[ARTICLE]
- - - - - - -

William Jones (1760September 6, 1831) was an American politician.

Early career
Jones was born in Philadelphia in the Province of Pennsylvania. Apprenticed in a shipyard, during the American Revolutionary War, he saw combat in the battles of Trenton and Princeton and later served at sea. In the decades that followed the war, he was a successful merchant in Charleston, South Carolina, and in Philadelphia. He was elected as a Republican to the United States House of Representatives in 1800 and was offered the office of Secretary of the Navy in 1801, but declined and remained in Congress to the end of his term in 1803. In 1805, he was elected as a member of the American Philosophical Society.

- - - - - - -

[MATERIAL SHOWN]

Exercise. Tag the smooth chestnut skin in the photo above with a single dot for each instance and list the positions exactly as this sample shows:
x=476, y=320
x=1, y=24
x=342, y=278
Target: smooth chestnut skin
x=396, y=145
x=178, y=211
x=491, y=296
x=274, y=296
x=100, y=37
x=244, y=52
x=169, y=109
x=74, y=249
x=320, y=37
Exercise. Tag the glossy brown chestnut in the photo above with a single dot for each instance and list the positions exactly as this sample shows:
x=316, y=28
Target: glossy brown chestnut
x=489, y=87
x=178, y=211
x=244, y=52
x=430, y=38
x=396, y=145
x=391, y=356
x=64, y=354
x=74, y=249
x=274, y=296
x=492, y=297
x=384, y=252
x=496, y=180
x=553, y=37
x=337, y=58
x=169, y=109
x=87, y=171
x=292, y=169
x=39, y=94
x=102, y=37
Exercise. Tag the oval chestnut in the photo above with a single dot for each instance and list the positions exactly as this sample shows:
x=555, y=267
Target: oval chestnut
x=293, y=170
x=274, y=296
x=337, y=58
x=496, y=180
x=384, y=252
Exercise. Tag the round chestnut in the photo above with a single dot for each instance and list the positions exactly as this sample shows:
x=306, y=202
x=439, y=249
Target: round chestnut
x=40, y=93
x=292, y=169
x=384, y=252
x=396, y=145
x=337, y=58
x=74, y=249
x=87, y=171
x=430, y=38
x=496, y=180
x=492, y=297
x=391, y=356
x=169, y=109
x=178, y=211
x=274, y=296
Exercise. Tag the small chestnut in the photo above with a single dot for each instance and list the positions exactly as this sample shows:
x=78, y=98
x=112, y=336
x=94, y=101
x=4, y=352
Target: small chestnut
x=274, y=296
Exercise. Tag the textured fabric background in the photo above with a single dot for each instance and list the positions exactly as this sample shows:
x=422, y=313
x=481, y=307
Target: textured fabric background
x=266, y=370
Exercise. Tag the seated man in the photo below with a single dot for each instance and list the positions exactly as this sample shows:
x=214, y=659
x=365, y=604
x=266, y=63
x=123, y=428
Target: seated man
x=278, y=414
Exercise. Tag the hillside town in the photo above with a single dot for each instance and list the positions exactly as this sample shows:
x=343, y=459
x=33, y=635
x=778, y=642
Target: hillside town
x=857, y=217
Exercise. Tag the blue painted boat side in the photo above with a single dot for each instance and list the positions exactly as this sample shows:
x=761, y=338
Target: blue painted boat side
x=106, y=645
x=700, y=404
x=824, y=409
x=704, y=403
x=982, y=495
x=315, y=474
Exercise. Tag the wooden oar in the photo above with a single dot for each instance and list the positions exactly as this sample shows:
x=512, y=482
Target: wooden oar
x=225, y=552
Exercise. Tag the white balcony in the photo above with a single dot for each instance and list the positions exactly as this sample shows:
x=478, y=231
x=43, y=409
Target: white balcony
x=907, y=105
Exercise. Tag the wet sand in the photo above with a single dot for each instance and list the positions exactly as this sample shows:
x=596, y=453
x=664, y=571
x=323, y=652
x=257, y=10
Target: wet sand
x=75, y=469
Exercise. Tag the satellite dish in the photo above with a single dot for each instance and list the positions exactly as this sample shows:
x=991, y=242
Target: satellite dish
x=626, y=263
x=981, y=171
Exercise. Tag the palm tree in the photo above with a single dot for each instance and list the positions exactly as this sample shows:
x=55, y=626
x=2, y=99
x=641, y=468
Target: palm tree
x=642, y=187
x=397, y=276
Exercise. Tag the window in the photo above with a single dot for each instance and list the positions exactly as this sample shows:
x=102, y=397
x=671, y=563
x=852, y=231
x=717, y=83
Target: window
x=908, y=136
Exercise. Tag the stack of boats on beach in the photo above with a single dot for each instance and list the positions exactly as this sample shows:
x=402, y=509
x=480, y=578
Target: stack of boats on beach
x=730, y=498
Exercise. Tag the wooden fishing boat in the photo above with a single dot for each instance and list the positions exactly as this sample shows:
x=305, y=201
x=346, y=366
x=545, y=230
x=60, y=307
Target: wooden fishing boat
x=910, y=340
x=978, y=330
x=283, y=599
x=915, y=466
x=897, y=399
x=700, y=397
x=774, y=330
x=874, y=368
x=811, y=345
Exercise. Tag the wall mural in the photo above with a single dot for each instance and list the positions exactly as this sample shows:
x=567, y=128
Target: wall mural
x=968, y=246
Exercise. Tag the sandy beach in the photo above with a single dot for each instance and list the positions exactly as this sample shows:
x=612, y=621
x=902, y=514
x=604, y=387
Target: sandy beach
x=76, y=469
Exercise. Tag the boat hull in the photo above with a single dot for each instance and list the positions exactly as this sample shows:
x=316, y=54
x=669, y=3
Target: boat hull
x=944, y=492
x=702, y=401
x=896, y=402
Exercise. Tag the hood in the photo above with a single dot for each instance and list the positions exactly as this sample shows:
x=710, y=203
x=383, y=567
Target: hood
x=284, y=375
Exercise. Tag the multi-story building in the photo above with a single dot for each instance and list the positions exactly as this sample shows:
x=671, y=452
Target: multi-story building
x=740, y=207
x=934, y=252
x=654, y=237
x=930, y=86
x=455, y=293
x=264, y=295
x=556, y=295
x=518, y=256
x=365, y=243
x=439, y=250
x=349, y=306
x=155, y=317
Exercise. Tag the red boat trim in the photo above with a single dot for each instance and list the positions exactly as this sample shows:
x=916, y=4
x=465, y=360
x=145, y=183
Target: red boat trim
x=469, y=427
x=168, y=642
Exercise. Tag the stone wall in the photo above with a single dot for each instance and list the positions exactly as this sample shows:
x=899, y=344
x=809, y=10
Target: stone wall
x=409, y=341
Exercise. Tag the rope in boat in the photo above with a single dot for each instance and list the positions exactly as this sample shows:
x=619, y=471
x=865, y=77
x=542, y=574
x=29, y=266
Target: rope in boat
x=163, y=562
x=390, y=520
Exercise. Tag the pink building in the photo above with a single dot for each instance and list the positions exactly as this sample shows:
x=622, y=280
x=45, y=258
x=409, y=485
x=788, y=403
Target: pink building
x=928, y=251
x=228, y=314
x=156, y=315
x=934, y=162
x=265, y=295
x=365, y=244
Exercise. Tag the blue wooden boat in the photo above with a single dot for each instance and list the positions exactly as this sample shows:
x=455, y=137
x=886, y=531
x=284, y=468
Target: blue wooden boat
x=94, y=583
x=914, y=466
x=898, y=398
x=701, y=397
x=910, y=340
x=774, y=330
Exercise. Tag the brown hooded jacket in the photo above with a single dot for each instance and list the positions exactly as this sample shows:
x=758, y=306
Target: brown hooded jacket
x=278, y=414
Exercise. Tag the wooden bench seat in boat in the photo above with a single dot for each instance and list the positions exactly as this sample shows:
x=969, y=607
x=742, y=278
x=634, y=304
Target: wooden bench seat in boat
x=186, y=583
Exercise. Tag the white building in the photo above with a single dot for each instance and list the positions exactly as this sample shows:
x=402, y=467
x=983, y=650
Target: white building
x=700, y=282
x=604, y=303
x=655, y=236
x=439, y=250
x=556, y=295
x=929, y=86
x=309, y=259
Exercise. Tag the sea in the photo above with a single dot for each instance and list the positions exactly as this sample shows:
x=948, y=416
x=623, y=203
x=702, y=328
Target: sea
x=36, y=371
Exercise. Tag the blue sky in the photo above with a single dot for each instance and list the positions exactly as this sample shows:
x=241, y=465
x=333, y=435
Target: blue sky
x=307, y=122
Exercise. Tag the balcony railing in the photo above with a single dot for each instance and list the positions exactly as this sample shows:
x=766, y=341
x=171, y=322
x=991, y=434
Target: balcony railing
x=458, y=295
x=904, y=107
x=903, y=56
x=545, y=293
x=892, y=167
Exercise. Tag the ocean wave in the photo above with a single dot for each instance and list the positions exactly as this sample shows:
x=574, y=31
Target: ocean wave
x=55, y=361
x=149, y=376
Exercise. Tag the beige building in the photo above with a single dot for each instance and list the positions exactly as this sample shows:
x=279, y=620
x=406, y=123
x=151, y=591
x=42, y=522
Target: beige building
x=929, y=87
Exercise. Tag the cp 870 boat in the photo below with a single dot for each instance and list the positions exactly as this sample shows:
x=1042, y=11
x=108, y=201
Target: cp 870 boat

- - - - - - -

[INSTRUCTION] Write out the passage of the article about William Jones that begins at the words "Early career" and stops after the words "American Philosophical Society.". Rely only on the article about William Jones.

[RESPONSE FOR THIS EXERCISE]
Early career
Jones was born in Philadelphia in the Province of Pennsylvania. Apprenticed in a shipyard, during the American Revolutionary War, he saw combat in the battles of Trenton and Princeton and later served at sea. In the decades that followed the war, he was a successful merchant in Charleston, South Carolina, and in Philadelphia. He was elected as a Republican to the United States House of Representatives in 1800 and was offered the office of Secretary of the Navy in 1801, but declined and remained in Congress to the end of his term in 1803. In 1805, he was elected as a member of the American Philosophical Society.